## Goal
Rewrite the listing below, changing every "mark the region" to "outline the area" and leaving everything else as it is.

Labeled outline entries
*****

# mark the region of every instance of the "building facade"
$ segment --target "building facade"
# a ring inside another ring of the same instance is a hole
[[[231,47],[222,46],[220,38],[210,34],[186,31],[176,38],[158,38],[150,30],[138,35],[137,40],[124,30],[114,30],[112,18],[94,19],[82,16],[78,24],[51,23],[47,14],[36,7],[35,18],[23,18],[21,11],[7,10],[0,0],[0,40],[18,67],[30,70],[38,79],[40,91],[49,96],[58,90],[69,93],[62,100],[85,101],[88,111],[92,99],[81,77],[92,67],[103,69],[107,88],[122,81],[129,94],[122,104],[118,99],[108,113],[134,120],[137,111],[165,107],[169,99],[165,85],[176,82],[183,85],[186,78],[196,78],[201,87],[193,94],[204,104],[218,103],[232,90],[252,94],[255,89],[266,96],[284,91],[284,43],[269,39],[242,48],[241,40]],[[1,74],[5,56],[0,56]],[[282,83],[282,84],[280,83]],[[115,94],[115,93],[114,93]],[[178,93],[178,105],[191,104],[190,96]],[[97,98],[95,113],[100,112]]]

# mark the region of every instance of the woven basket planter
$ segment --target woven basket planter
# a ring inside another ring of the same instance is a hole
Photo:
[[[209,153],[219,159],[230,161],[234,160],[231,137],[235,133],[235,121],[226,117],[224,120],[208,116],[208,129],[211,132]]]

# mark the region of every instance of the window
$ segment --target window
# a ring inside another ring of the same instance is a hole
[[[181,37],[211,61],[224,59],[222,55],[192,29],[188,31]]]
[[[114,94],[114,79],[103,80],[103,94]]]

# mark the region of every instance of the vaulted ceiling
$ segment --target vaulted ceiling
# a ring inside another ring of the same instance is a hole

*****

## Answer to the problem
# outline the area of every instance of the "building facade"
$ segment --target "building facade"
# a ring inside another ring of the same instance is a hole
[[[231,47],[222,46],[220,38],[210,34],[186,31],[176,38],[158,38],[150,30],[138,35],[137,40],[124,30],[114,30],[112,18],[94,19],[82,16],[78,24],[51,23],[47,14],[36,7],[35,18],[23,18],[21,11],[7,10],[0,0],[0,40],[18,67],[30,70],[38,79],[40,91],[49,96],[58,90],[69,93],[62,100],[85,101],[88,111],[92,99],[81,77],[92,67],[103,69],[107,88],[122,81],[129,94],[122,104],[118,99],[108,113],[134,120],[137,111],[165,107],[169,99],[165,85],[176,82],[183,85],[186,78],[196,78],[201,87],[193,94],[204,104],[218,103],[232,90],[252,94],[255,89],[266,96],[284,91],[284,43],[269,39],[242,48],[241,40]],[[1,74],[5,56],[0,56]],[[282,83],[282,84],[280,83]],[[115,94],[115,93],[114,93]],[[178,93],[178,105],[191,104],[190,96]],[[97,98],[95,113],[100,112]]]

# outline the area of every instance of the woven basket planter
$ segment --target woven basket planter
# a ring inside another ring of the same instance is a hole
Photo:
[[[209,153],[219,159],[230,161],[234,160],[231,137],[235,133],[235,121],[226,117],[224,120],[208,116],[208,129],[211,132]]]

# outline the area of every instance of the window
$ segment --target window
# a ring inside another ring of the same instance is a hole
[[[181,37],[211,61],[224,59],[222,55],[192,29],[188,31]]]
[[[114,94],[114,79],[103,80],[103,94]]]

# outline the area of every instance of the vaulted ceiling
$ segment --target vaulted ceiling
# a ring inside another ring of the same instance is a hole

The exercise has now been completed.